Every line from the one that contains "Target: carpet floor" to the end of the records must be restated word for word. No other line belongs in the answer.
EXCERPTED DATA Block Start
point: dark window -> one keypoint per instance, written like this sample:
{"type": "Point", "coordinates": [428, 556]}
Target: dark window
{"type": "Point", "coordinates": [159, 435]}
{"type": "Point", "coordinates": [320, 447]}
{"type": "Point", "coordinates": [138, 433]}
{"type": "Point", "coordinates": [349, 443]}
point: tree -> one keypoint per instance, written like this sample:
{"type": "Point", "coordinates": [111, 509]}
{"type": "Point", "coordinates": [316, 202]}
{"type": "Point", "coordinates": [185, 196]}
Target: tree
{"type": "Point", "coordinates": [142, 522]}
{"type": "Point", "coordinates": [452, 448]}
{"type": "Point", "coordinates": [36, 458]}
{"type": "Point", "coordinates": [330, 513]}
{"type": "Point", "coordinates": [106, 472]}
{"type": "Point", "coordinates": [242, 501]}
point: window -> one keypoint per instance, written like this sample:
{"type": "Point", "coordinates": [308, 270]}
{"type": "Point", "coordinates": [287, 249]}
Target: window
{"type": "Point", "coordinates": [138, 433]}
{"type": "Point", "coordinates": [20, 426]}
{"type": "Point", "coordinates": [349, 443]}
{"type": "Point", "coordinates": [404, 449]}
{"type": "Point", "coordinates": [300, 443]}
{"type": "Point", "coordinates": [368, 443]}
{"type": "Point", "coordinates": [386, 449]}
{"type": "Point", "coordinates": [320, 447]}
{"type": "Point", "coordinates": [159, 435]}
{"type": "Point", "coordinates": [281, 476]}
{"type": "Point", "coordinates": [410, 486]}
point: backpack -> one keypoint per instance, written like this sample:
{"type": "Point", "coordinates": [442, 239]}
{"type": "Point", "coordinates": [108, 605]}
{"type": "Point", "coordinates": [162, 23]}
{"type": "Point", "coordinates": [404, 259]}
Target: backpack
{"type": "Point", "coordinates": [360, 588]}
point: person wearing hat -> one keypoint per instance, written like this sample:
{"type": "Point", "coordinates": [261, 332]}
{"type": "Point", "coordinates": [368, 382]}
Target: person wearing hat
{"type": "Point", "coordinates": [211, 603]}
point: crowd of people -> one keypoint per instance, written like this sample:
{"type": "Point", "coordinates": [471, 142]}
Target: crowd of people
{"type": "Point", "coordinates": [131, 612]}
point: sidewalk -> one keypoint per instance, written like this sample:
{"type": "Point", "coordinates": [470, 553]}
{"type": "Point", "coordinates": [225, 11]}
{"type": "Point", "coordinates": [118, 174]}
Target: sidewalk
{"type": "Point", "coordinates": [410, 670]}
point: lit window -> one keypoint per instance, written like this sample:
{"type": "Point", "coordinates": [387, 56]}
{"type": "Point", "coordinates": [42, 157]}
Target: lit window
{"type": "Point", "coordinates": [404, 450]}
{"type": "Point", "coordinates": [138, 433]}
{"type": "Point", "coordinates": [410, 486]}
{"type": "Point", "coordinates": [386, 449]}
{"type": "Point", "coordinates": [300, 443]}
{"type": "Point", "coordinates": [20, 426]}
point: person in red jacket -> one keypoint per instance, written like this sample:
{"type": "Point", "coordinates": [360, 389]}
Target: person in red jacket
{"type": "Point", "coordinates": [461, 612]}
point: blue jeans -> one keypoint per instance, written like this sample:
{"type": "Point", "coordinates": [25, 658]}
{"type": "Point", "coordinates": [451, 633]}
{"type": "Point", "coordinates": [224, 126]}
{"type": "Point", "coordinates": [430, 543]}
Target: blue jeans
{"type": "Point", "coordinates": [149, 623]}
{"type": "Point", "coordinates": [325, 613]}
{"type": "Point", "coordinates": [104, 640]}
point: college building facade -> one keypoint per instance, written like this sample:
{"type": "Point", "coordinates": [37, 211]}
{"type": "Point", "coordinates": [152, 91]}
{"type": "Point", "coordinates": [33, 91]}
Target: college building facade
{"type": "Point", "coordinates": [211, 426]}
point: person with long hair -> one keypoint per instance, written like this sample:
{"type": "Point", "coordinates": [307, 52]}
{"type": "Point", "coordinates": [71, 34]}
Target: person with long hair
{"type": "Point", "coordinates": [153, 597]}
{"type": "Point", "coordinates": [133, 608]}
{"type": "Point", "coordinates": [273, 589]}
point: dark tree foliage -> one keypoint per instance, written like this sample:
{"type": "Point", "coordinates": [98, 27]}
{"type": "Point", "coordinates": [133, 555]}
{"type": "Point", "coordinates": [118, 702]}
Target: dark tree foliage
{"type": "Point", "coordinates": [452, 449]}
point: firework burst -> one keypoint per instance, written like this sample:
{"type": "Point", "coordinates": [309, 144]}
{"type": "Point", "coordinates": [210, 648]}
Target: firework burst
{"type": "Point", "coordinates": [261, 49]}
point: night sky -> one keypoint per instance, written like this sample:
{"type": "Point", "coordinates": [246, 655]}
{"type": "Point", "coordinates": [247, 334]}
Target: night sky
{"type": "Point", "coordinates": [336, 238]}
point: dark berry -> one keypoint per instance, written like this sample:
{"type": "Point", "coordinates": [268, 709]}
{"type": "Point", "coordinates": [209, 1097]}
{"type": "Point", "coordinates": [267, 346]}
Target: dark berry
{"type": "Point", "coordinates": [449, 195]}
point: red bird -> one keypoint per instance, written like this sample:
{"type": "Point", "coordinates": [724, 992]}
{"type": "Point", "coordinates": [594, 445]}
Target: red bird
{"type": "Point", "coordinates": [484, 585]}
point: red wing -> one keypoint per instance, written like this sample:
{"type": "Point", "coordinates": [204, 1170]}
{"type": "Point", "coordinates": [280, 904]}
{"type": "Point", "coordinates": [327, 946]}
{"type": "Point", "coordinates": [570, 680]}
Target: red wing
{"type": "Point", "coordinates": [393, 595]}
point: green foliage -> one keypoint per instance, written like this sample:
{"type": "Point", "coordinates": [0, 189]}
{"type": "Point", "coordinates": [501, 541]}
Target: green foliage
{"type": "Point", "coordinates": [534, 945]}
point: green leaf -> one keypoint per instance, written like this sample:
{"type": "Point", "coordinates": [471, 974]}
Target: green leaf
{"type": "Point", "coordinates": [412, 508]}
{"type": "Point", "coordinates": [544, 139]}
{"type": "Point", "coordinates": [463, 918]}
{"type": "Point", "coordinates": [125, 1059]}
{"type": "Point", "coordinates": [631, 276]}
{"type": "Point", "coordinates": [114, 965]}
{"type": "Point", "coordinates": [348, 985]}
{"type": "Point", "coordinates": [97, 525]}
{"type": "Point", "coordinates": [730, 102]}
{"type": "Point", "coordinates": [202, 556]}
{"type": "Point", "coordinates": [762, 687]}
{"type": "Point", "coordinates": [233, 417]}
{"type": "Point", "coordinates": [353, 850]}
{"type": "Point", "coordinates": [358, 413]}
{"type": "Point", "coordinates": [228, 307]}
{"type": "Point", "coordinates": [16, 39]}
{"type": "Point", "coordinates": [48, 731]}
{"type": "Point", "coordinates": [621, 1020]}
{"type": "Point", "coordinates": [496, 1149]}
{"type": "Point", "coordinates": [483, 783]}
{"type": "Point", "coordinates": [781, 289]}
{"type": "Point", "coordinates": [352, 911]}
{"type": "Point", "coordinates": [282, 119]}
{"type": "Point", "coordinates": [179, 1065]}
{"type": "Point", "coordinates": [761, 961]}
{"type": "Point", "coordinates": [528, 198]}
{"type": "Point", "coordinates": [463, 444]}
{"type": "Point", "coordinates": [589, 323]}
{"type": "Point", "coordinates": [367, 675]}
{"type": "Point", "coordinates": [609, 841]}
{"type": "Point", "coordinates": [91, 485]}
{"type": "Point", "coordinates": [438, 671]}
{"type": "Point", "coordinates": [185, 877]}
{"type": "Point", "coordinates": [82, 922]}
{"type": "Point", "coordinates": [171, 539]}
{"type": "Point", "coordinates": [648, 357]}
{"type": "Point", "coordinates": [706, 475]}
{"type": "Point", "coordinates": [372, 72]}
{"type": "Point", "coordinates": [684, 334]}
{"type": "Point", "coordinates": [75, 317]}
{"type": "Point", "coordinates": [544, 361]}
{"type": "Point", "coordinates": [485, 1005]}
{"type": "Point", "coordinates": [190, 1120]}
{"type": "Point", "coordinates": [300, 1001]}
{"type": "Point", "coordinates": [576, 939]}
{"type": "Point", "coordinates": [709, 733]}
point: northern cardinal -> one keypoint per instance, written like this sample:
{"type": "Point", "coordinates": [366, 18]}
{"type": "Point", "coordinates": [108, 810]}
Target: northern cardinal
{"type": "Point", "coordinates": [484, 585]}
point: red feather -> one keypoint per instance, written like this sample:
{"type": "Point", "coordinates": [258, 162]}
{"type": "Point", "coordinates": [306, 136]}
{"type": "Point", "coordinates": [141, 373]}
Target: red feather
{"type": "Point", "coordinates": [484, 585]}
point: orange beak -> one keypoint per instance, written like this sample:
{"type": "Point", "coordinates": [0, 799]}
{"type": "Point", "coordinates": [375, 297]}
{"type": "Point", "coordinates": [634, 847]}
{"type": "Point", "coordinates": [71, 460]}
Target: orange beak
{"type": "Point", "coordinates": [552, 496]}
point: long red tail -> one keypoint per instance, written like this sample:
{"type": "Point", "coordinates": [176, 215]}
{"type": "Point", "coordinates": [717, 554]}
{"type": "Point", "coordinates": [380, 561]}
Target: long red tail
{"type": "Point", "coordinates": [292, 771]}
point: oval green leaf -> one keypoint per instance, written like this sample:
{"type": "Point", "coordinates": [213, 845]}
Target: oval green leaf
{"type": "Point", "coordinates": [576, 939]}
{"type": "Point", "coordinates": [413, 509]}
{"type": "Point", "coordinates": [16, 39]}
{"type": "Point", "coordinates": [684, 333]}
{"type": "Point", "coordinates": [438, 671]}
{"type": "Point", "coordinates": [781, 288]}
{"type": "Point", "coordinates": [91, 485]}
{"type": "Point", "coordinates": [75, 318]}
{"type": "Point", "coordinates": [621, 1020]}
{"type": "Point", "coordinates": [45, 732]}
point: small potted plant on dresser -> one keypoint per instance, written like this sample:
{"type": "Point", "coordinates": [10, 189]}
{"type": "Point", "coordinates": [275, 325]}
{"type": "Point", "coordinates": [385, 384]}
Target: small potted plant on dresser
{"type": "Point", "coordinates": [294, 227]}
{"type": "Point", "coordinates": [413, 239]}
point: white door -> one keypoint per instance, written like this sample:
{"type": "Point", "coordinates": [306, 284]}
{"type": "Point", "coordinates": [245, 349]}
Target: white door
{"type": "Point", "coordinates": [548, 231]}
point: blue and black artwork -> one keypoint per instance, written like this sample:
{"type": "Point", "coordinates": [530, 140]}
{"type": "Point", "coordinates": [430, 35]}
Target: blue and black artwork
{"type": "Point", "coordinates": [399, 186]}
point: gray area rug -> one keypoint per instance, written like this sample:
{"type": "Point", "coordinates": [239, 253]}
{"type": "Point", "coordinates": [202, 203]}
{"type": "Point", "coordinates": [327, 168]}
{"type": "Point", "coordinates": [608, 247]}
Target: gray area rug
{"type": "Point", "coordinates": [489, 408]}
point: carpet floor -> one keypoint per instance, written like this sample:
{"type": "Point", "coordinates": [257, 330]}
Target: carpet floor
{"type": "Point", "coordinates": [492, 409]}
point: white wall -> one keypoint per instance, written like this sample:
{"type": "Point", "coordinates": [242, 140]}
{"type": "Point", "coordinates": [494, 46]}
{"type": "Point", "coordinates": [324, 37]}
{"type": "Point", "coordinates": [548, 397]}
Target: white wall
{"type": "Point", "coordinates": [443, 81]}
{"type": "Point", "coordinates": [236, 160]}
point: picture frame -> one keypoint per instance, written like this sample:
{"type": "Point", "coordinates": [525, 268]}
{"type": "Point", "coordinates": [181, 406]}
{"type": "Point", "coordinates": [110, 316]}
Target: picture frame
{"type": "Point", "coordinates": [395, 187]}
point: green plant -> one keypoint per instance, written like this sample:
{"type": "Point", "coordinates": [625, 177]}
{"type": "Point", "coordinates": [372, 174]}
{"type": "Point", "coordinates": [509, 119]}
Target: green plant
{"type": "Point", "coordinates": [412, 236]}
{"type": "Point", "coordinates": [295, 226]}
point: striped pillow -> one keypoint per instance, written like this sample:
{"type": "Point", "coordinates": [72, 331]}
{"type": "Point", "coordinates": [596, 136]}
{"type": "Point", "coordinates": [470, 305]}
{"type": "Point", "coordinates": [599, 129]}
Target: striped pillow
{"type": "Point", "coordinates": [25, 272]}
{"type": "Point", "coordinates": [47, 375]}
EXCERPTED DATA Block End
FINISHED EXERCISE.
Target: carpet floor
{"type": "Point", "coordinates": [492, 409]}
point: white wall -> one keypoint per instance, written like this sample:
{"type": "Point", "coordinates": [242, 140]}
{"type": "Point", "coordinates": [494, 46]}
{"type": "Point", "coordinates": [324, 37]}
{"type": "Point", "coordinates": [548, 397]}
Target: white wall
{"type": "Point", "coordinates": [443, 81]}
{"type": "Point", "coordinates": [236, 160]}
point: picture frame -> one keypoint per instance, written like this sample:
{"type": "Point", "coordinates": [525, 268]}
{"type": "Point", "coordinates": [181, 406]}
{"type": "Point", "coordinates": [110, 316]}
Target: picture frame
{"type": "Point", "coordinates": [395, 187]}
point: green plant -> one keypoint per instance, written like this sample:
{"type": "Point", "coordinates": [625, 177]}
{"type": "Point", "coordinates": [372, 174]}
{"type": "Point", "coordinates": [509, 119]}
Target: green plant
{"type": "Point", "coordinates": [412, 236]}
{"type": "Point", "coordinates": [295, 226]}
point: striped pillow -> one keypoint per instance, written like this sample:
{"type": "Point", "coordinates": [72, 331]}
{"type": "Point", "coordinates": [596, 136]}
{"type": "Point", "coordinates": [470, 305]}
{"type": "Point", "coordinates": [599, 129]}
Target: striped pillow
{"type": "Point", "coordinates": [25, 272]}
{"type": "Point", "coordinates": [47, 375]}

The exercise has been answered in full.